» **WHAT THE TASK REQUIRES**:
Lines from the one containing "output | one point per instance, like (1247,361)" through the final line of the records are the only ones to copy, and each must match exactly.

» **EXTRACTED RECORDS**:
####################
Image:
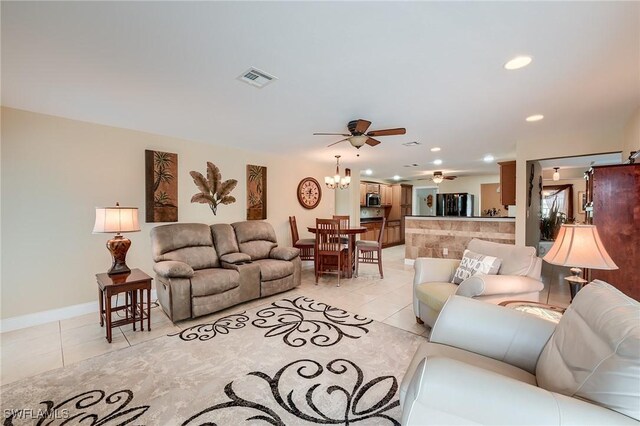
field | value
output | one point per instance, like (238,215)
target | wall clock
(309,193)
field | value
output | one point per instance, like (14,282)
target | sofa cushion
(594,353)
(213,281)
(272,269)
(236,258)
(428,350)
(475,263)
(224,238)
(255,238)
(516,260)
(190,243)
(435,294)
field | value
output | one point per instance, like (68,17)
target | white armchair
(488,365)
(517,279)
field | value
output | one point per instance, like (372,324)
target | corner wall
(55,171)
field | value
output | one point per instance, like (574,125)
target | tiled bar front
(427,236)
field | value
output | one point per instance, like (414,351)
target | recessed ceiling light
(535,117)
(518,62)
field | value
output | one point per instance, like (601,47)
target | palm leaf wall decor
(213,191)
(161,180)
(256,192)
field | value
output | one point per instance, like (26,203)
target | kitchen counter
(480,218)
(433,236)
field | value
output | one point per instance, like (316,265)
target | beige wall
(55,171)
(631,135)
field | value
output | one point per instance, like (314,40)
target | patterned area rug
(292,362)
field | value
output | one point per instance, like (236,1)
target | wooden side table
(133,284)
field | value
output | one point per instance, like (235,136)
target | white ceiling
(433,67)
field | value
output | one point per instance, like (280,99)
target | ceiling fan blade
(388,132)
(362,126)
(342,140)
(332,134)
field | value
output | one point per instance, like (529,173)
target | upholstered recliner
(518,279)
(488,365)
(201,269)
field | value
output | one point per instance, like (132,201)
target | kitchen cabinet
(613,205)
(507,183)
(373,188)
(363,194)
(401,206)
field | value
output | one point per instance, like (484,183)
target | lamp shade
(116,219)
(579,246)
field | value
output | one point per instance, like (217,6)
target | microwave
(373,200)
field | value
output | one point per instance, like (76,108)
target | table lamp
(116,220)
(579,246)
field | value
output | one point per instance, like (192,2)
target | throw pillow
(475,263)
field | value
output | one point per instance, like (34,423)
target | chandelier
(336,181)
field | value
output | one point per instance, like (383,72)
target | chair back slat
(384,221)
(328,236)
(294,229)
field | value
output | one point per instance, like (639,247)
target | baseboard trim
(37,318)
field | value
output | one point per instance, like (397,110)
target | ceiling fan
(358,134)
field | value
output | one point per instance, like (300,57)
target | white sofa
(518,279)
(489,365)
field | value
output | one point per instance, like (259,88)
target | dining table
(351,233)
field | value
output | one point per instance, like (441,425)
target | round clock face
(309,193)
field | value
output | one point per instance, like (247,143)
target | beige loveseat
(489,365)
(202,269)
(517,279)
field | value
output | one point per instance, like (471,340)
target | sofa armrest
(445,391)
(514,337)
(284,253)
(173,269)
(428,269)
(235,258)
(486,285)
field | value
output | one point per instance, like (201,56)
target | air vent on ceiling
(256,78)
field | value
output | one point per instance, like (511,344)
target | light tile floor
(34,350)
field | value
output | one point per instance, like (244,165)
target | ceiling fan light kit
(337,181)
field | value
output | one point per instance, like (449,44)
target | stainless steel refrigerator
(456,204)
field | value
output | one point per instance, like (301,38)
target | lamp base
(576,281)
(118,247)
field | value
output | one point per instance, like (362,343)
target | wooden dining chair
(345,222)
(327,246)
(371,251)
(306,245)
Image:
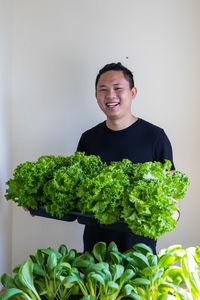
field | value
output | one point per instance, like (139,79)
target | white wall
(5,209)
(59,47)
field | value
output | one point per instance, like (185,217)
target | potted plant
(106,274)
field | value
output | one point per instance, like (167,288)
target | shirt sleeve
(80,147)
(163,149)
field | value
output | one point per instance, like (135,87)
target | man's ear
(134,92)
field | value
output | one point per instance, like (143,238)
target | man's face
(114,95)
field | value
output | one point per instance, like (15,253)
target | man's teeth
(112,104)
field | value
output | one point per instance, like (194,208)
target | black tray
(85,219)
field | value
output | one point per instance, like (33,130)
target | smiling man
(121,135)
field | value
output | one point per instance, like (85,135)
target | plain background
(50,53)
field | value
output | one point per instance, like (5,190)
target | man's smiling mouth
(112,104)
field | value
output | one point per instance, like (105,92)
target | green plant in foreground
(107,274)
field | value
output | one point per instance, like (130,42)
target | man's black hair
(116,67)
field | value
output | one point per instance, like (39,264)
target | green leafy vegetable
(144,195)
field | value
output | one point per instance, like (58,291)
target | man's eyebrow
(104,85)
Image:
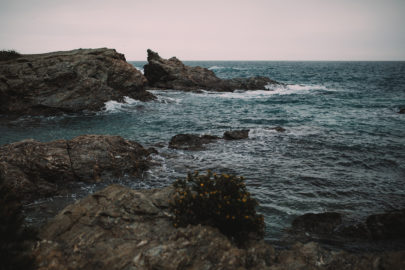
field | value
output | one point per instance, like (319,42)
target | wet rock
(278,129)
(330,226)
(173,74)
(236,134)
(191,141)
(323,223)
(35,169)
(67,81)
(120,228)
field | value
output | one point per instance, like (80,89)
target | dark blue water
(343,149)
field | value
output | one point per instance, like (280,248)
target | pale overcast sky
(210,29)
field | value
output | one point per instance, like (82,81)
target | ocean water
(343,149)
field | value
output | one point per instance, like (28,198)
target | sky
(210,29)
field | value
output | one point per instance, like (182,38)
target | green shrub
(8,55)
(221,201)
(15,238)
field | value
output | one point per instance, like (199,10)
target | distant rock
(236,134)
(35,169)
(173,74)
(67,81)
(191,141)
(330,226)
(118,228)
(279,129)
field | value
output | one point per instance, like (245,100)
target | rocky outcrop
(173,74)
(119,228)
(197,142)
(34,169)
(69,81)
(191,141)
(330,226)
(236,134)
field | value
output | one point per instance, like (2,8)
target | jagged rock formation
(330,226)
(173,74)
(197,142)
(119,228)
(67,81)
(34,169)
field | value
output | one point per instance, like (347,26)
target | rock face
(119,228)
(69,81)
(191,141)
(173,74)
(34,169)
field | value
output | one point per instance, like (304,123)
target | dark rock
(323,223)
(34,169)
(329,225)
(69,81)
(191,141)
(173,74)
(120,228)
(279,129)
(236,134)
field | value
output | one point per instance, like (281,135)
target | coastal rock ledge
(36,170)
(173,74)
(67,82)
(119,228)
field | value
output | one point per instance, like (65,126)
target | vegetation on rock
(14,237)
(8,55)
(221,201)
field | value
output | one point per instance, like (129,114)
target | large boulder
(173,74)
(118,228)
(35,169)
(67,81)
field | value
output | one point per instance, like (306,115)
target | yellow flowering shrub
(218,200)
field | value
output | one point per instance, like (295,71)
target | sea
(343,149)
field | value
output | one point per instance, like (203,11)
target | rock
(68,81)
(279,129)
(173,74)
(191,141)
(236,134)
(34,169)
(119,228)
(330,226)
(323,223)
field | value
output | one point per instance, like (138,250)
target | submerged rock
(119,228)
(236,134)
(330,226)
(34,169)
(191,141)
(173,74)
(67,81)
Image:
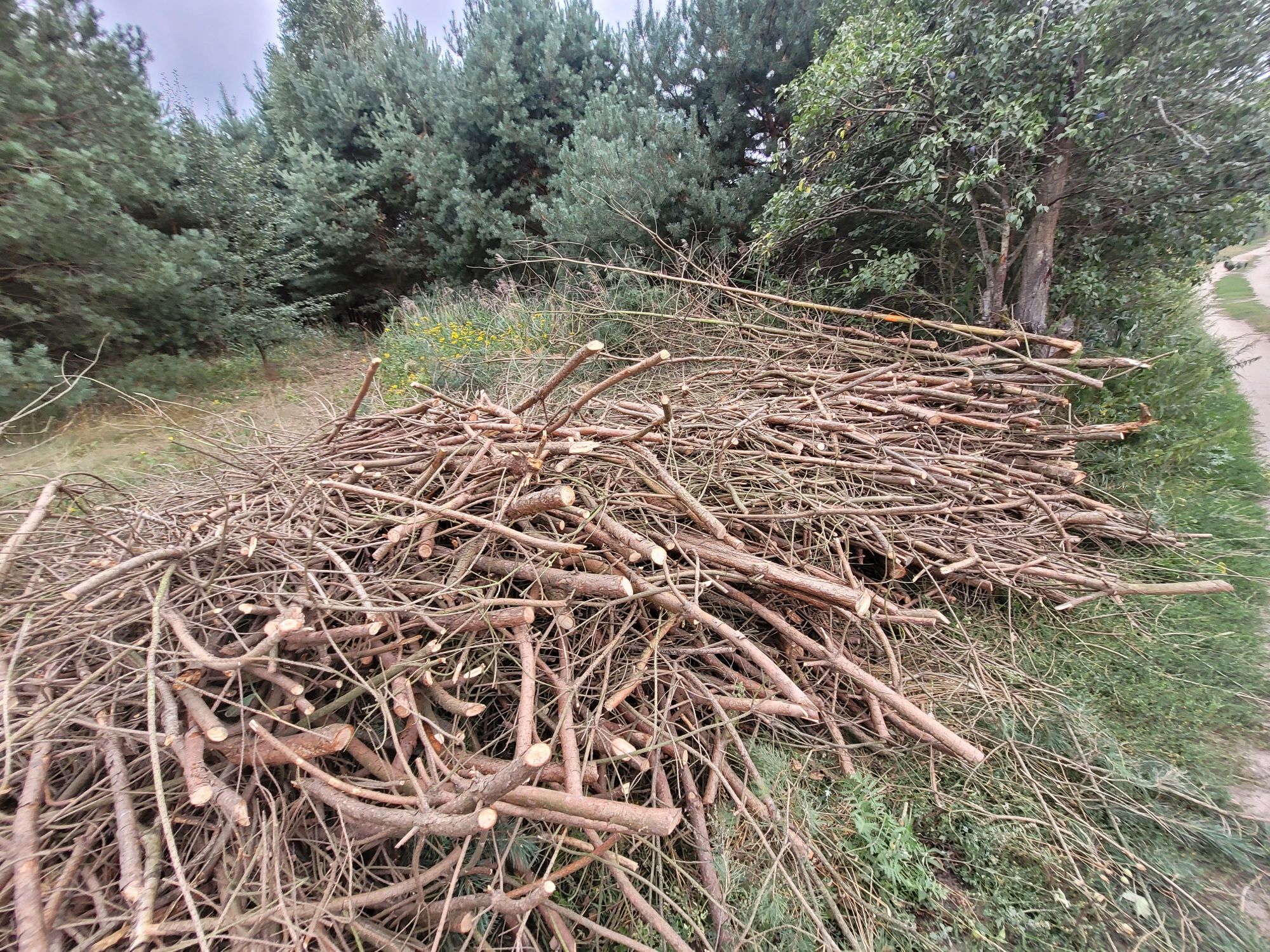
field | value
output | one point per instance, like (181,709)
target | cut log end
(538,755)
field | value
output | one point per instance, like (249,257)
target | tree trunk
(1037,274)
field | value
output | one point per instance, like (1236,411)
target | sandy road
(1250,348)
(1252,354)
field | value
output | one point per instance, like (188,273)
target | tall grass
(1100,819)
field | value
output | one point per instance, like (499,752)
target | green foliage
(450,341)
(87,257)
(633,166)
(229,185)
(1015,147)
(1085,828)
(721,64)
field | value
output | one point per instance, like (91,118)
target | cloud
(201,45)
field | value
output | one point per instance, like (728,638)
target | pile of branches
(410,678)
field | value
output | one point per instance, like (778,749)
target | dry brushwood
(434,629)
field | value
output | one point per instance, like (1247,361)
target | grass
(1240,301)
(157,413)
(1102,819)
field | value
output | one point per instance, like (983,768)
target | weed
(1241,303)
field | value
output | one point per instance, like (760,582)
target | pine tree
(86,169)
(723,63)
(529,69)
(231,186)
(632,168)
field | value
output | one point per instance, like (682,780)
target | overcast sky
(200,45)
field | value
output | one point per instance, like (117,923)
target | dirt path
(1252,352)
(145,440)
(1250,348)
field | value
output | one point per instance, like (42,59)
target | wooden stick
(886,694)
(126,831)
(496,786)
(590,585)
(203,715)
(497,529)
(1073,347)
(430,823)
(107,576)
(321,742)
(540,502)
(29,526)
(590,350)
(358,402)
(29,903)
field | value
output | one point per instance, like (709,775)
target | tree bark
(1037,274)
####################
» **TASK ANSWER**:
output | one point per instance, like (1247,361)
target | grass
(1240,301)
(157,413)
(1102,819)
field | value
output | one point per instance, like (983,768)
target | weed
(1241,303)
field | value
output | one point per instance, like (760,582)
target | pine tree
(86,169)
(723,63)
(529,69)
(231,186)
(632,168)
field | value
output | one point per instance, like (682,780)
target | overcast sky
(200,45)
field | value
output | one point per instance, like (117,923)
target | dirt path
(1252,352)
(145,440)
(1250,348)
field | value
output | one point per instance, like (42,59)
target | wooden stick
(886,694)
(126,831)
(496,786)
(590,585)
(203,715)
(497,529)
(1073,347)
(430,823)
(107,576)
(321,742)
(540,502)
(29,526)
(590,350)
(358,402)
(29,903)
field | value
output | one point per instance, like (709,775)
target | tree bark
(1037,274)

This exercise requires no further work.